Foto: Fábio Linhares |
Quem construiu essa ponte? Foram muitos homens, a Babilônia ameaçou cair quando ouviu o peso de King Tubby, Errol Thompson, Prince Far I… Está tudo por baixa da cortina de fumaça, pegue a faquinha do rocambole e comece a cortar os blocos da história. Remonte a sequência evolutiva, sincronize o darwinismo Rastafari e coloque uma intera destinada aos livros de história.
Dia 21/11/2015. Dia 21 de novembro de 2015, as 16:20 (pelo horário da Jamaica, mentira, foi as 22:00), o Afro System Festival abriu as portas do Estúdio, situado em Pinheiros e, daí pra frente, a missão de reconstruir a ponte entre o presente e o futuro, começou a ser traçada.
Desconsiderando um leve atraso no front das atrações, o elo das transcrições de RNA começou a ser colocada na fita depois que o DJ Samuca adentrou o recinto. O público ainda estava chegando, mas não teve moleza, o sábado foi banhado por trilhas queimadoras de neurônios desde o primeiro minuto.
Sets dinâmicos, com boa duração, grooveria eletroacústica da mais fina qualidade. Teve Amanajé Sound System na sequência da roda, High Public Sound passando a goma e DJ Tahira com a missão de seguir torrando a vela de celebração. As memórias são esparsas… Afinal de contas não é sempre que você cola numa sessão de mais de 5 horas de duração.

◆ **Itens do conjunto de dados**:
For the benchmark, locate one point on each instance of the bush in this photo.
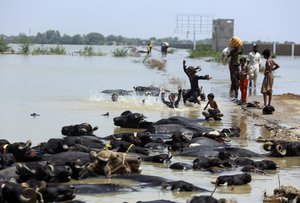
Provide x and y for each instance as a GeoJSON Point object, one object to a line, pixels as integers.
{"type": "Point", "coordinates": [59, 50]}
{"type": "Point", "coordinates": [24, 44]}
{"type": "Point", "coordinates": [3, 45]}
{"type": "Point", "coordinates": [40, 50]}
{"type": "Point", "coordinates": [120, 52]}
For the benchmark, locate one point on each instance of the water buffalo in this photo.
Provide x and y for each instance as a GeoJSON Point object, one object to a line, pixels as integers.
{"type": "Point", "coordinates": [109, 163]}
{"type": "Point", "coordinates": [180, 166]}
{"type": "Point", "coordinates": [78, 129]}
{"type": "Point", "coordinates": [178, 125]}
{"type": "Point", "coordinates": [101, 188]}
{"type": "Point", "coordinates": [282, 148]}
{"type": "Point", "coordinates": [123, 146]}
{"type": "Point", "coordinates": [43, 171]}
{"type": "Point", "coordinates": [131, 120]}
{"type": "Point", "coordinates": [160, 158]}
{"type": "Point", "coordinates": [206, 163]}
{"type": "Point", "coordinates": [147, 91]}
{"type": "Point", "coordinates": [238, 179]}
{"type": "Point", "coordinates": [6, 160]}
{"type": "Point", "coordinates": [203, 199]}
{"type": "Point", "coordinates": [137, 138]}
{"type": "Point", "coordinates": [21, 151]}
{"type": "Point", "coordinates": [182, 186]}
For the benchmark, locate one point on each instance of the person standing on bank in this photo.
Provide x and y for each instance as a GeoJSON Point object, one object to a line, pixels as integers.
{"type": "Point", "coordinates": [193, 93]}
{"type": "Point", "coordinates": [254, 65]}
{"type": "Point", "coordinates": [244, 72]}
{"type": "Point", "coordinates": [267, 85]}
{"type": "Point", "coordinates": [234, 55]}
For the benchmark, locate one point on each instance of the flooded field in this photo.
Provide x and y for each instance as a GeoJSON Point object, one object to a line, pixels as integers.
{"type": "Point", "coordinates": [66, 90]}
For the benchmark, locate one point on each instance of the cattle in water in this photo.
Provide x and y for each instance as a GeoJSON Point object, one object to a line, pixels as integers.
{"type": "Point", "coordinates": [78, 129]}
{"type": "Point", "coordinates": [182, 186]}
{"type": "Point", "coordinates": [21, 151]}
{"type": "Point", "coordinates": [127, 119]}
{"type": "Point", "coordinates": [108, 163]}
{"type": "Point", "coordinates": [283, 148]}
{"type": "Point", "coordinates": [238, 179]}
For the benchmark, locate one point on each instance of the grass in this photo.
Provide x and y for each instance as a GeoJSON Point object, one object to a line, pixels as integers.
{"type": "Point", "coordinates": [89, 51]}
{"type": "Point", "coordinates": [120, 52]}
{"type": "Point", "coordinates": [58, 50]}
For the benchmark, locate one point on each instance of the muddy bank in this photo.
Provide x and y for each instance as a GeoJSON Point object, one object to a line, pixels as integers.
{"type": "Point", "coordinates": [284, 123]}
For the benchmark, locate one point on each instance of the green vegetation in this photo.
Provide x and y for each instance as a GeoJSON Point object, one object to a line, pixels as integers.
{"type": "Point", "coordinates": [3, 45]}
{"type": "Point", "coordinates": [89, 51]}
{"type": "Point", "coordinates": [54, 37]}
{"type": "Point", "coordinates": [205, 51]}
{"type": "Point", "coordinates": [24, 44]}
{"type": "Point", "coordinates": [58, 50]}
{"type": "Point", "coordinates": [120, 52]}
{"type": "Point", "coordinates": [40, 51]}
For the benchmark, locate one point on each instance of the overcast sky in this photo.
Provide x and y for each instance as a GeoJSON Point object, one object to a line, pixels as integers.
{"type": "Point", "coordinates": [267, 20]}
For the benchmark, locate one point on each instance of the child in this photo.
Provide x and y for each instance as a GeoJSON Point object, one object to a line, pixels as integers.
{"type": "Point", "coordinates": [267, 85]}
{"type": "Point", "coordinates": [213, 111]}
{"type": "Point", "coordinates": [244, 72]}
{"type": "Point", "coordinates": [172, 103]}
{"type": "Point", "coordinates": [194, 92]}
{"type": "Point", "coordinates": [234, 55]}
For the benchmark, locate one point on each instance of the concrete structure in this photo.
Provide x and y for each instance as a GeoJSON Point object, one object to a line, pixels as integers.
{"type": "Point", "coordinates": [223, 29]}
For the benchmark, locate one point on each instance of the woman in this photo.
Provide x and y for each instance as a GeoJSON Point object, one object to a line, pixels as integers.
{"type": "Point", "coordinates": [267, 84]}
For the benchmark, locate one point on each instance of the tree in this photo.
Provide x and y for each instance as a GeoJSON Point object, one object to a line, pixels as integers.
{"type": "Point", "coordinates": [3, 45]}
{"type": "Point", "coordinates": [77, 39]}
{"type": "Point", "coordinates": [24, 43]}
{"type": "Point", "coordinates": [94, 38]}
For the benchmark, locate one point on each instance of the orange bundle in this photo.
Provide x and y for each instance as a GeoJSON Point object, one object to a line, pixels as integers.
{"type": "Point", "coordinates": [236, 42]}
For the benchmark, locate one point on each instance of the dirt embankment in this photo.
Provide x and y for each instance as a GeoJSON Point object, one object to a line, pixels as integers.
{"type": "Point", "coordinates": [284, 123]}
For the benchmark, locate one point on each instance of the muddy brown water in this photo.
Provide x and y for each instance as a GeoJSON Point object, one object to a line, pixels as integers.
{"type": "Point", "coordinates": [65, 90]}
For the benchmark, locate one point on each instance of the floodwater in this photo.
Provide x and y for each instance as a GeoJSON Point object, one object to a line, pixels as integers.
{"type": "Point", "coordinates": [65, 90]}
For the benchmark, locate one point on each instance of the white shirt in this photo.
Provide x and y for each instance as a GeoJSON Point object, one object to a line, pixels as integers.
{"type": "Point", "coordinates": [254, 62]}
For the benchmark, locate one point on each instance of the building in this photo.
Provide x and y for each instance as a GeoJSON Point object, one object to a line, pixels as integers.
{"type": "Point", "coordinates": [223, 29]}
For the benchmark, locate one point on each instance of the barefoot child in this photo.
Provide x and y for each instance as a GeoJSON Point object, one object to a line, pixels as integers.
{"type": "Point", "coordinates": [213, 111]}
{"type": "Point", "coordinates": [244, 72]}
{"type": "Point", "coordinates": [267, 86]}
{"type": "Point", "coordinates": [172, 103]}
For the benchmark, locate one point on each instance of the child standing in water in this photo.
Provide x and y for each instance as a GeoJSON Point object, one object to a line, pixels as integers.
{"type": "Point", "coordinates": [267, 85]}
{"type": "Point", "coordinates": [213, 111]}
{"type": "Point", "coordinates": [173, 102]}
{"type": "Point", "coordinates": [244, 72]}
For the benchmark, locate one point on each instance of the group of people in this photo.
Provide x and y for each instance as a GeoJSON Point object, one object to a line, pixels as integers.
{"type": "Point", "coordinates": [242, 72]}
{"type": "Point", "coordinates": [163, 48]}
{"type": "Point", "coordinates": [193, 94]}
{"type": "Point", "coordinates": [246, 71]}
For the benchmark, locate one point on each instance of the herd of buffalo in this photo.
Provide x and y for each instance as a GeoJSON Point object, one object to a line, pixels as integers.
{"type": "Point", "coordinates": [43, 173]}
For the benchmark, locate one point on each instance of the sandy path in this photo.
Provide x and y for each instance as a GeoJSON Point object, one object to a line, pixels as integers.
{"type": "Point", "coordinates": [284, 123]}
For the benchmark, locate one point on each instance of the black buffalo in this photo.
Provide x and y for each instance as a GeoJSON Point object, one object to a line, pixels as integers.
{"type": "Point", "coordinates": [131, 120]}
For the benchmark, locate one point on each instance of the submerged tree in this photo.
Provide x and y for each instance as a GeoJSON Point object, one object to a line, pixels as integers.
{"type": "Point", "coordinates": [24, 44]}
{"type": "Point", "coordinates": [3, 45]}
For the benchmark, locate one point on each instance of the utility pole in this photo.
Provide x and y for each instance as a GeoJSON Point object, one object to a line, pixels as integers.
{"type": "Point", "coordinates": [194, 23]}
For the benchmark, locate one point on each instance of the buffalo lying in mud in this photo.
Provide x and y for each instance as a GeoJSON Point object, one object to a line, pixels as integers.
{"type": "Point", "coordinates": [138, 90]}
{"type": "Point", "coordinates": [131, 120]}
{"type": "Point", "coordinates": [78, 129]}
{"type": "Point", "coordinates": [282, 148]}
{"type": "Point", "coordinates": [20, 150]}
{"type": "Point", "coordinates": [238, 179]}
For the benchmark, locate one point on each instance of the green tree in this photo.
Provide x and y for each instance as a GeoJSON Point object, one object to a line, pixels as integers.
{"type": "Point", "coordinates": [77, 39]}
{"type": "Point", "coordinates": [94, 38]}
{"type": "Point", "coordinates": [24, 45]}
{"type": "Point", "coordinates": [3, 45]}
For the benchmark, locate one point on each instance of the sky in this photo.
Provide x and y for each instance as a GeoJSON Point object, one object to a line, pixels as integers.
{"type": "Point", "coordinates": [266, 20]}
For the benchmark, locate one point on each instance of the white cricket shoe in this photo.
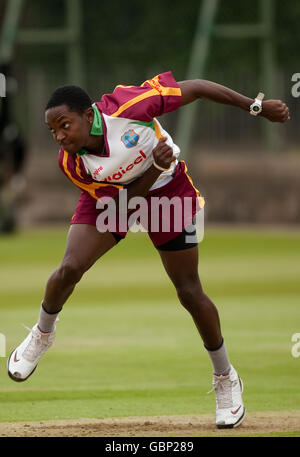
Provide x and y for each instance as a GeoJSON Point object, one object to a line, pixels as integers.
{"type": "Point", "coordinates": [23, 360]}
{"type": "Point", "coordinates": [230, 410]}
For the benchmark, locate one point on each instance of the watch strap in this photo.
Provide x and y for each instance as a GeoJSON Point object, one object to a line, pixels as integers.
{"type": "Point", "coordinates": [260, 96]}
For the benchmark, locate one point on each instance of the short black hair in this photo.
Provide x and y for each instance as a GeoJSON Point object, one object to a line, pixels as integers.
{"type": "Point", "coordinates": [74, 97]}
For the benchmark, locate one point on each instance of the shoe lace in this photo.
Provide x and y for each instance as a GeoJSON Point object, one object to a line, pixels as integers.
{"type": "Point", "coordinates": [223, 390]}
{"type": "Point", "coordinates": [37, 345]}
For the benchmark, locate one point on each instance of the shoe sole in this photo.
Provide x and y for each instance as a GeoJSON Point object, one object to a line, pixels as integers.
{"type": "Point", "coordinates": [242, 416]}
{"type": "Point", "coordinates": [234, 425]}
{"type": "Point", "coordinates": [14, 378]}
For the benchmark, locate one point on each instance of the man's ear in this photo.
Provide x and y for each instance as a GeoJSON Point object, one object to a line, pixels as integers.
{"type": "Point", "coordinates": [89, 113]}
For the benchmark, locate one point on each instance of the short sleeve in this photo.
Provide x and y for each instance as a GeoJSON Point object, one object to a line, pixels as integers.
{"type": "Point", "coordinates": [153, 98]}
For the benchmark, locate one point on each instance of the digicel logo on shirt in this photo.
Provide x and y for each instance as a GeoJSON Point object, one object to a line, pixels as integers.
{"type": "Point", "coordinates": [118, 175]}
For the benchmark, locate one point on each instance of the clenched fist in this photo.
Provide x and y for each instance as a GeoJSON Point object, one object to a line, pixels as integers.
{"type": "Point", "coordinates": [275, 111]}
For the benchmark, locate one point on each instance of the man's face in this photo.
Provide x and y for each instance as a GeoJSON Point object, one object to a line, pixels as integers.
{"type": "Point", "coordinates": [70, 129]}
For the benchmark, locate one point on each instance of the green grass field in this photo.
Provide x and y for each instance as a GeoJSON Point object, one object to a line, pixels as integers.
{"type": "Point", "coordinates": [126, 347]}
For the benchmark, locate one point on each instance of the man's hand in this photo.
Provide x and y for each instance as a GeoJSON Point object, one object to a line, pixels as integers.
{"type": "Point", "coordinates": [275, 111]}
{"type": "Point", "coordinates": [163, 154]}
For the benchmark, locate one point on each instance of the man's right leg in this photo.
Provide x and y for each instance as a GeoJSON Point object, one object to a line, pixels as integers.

◆ **TAREFA 1**:
Responda às perguntas abaixo com base no texto sobre o Afro System Festival.
(a) Em que bairro fica o Estúdio onde o festival abriu as portas?
(b) Depois da entrada de qual DJ o elo das transcrições de RNA começou a ser colocado na fita?
(c) Segundo o texto, quanto tempo durou a sessão?
◆ **TAREFA 2**:
Prossiga o texto sobre o Afro System Festival a partir da última frase apresentada.

◆ **RESULTADO 1**:
(a) Em Pinheiros.
(b) Do DJ Samuca.
(c) Mais de 5 horas.

◆ **RESULTADO 2**:
A cada atração o espaço ficava mais povoado. Os beats não paravam, os corpos pulsavam, pulavam, andavam em sincronia com o passo de Haile Selassie. Todos sabiam quem estava pra chegar, mas ninguém conseguia nem ter uma ideia do que iria acontecer, a tensão foi aumentando e quando bateu 3 horas da manhã, rapaz, a sauna se transformou numa panela de pressão.
Primeiro o pessoal da High Public foi dar um tapa nos últimos detalhes. Logo depois a rainha do Dancehall subiu no palco e só de ver a senhorita Nancy, em seu habitat natural, uma das maiores lendas da Jamaica… Foi um sinal, a elevação estava próxima. O set começou e aí deu pra entender por que a mulher é uma lenda, em menos de 10 segundos ela já tinha a platéia na palma da mão, faltava só uma seda.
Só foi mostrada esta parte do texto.